==== TEXTO FORNECIDO ====

O uso do digital como um novo canal de marketing, seja para comunicar, vender ou mesmo distribuir, tem permitido às empresas terem acesso a uma multiplicidade de oportunidades únicas para interagirem com os seus clientes (atuais e prospetivos).

Um desses canais faz uso de chatbots, que se tornaram uma realidade cada vez mais presente nas redes sociais e nas aplicações para troca de mensagens. Os chatbots são programas que simulam conversas humanas por meio de chats, servindo como assistentes virtuais, executando tarefas simples – como providenciar alternativas de pacotes para a acesso à internet – ou mais complexas –como fazer compras ou prestar assessoria financeira.

O uso de tecnologias alavancadas pela inteligência artificial (IA), como é o caso dos chatbots, está, todavia, a ser alvo de crescente escrutínio público e até de algum ceticismo. De facto, é esperado que nos próximos dez anos, a infusão de IA na maioria destas tecnologias permita complementar e substituir parcialmente os seres humanos em situações de compra e serviços de atendimento. Estas expectativas são suportadas pela rápida expansão do mercado de chatbots, que se espera que atinja 1,34 mil milhões de dólares já em 2024. Porém, não são só vantagens e um dos principais obstáculos é chamado uncanny valley, como veremos a seguir.

Um problema decorrente do uso de chatbots é que, num futuro próximo, estes programas podem vir a ser confundidos com humanos, nomeadamente se sua natureza (robótica) não for divulgada. Ora isto pode levantar questões éticas envolvendo os clientes. Nesse sentido, tem sido defendida a ideia de que as pessoas devem estar cientes da natureza dos chatbots e devem ser alertadas para as implicações de interagirem com um robot e não com outra pessoa.

==== MATERIAL DE ESTUDO ====

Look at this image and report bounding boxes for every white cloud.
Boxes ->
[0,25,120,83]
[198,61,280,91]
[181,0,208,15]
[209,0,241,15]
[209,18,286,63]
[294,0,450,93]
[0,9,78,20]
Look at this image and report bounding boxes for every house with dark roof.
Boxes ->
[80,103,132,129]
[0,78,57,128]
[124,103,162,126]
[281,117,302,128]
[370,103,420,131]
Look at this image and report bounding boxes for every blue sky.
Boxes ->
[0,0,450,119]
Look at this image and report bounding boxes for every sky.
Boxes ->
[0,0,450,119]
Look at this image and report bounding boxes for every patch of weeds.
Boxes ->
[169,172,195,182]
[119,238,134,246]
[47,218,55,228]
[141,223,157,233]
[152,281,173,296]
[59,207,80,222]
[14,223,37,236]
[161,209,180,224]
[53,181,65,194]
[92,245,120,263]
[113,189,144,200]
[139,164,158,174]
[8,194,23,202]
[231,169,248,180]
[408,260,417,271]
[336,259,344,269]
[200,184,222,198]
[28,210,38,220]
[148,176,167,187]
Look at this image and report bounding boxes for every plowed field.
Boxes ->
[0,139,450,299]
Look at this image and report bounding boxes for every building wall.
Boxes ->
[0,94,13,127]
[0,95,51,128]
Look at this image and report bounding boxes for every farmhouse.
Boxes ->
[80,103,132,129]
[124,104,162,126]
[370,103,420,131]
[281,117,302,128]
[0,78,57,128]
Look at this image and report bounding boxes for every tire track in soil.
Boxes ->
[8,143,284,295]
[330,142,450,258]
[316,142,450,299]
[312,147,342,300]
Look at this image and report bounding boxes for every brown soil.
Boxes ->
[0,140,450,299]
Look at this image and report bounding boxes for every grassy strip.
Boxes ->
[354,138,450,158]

====
==== MATERIAL DE ESTUDO ====

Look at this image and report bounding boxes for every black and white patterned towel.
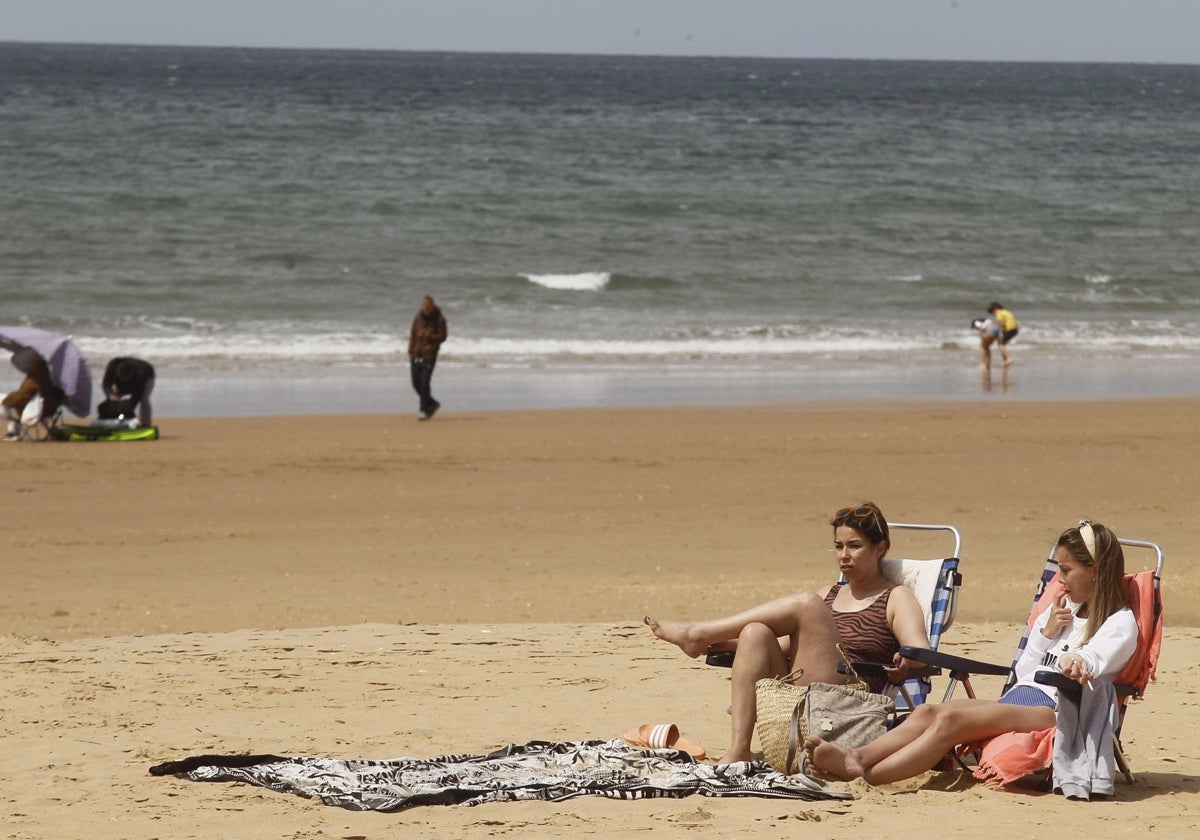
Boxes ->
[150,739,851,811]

====
==== MATERIAL DE ESTUDO ====

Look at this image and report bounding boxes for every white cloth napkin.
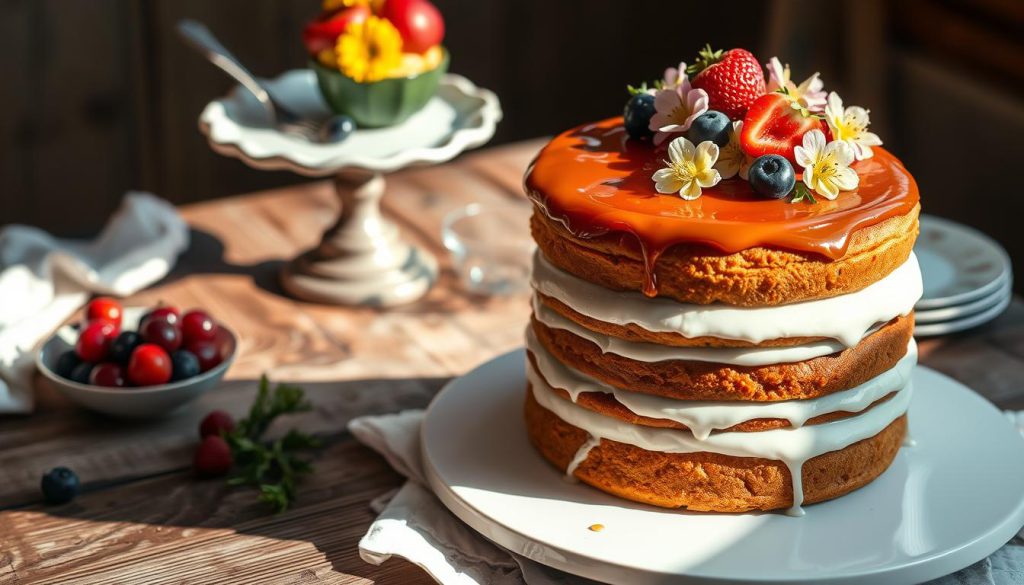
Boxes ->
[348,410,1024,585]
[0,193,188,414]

====

> [TAREFAS A REALIZAR]:
1. No texto sobre chatbots, que valor se espera que o mercado de chatbots atinja em 2024?
2. Indique se cada afirmação está de acordo com o texto sobre chatbots, respondendo sim ou não e citando as palavras do texto que o decidem.
(a) Os chatbots limitam-se a executar tarefas simples.
(b) Espera-se que, nos próximos dez anos, a IA substitua parcialmente os seres humanos em serviços de atendimento.
(c) Defende-se que as pessoas não precisam de saber que estão a falar com um robot.

> [RESULTADOS DAS TAREFAS]:
1. 1,34 mil milhões de dólares.

2.
(a) Não: "fazer compras ou prestar assessoria financeira".
(b) Sim: "permita complementar e substituir parcialmente os seres humanos em situações de compra e serviços de atendimento".
(c) Não: "as pessoas devem estar cientes da natureza dos chatbots".